### Given problem
In every row below, swap "Drop a marker" for "Place a pin" and change nothing else. Reproduce the rows without the pictures.

### Records supplied

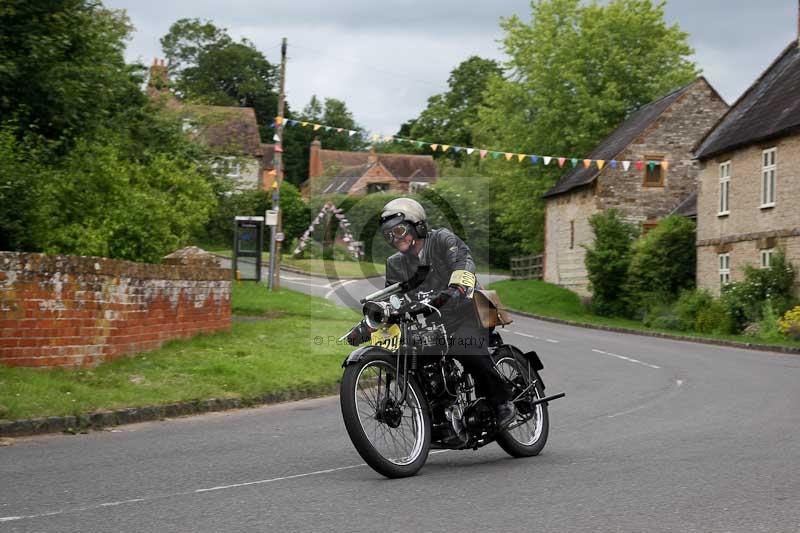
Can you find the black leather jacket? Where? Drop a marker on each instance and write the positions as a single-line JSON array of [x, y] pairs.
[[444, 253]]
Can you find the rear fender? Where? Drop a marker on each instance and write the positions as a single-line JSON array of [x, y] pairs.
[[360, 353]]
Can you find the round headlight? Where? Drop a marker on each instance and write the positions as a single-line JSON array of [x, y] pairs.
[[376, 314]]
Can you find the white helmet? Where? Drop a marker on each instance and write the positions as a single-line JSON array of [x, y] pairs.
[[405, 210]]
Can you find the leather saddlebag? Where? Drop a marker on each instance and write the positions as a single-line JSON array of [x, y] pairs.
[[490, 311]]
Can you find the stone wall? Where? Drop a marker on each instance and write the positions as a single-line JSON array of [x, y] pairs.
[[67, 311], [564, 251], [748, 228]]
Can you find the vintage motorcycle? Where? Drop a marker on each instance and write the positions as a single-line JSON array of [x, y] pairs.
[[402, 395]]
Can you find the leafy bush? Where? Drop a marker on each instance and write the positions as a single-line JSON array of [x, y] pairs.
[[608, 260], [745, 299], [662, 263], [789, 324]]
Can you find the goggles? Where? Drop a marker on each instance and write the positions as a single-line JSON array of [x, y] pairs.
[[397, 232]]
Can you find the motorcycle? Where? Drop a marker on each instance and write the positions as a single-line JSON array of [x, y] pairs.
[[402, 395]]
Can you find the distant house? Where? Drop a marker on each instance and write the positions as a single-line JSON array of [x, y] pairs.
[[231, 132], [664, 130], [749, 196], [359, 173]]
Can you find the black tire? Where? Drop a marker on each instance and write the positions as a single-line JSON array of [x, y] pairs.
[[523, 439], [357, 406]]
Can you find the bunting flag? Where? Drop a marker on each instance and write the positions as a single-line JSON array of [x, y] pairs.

### Answer for the task
Can you find the black leather jacket? Where? Place a pin on each instance and write the positions as a single-line JSON array of [x, y] pairs.
[[444, 253]]
Can you find the rear fender? Where? Place a pin on each instance and write the positions as a single-line JSON array of [x, y] pairs.
[[360, 353]]
Can you find the round headlight? Where? Place a pin on each instance and write the positions as a single-line JSON array of [x, y] pairs.
[[376, 314]]
Can you find the white helmet? Where? Place a pin on each instance and write the positions as a single-line JSON array of [x, y] pairs.
[[405, 210]]
Can you find the leather saddlebag? Where? Place a pin on each instance and write the positions as a single-line JSON array of [x, y] pairs.
[[490, 311]]
Can you find the stone wall? Where? Place a pin on each instance and write the positions as a single-line JSON array of [x, y] pairs.
[[67, 311], [564, 251], [748, 228]]
Can you find the vintage motorcycle? Where? Place a pin on each instance and write the positions as a single-line JSON array of [x, y] pairs.
[[402, 395]]
Can you find the leafy bush? Where? Place a pin on each instance and write the positions as a single-line JSON array of [x, y] pairs.
[[608, 260], [745, 299], [662, 263], [789, 324]]
Can you find the goggles? Where? Place a pin on each instance and write the positions as a single-line JSON array of [x, y] pairs.
[[397, 232]]
Can you find the motorcycle? Where? Place a pin on each instance and write the positions as a single-line JSON array of [x, y] pairs.
[[402, 395]]
Can you find the distant house? Where? Place a pin on each instance and write the positions as a single-line JSON array of [x, y] pairs.
[[231, 132], [664, 130], [749, 196], [359, 173]]
Can you find the black tire? Where? Place a pin on each instance and write the positions as a single-line JSON array of [x, y] pairs.
[[523, 439], [357, 406]]
Can you find the bunting flag? Where? Place a pin on each instance and write the positions as a single-line JSON array of [x, y] pairs.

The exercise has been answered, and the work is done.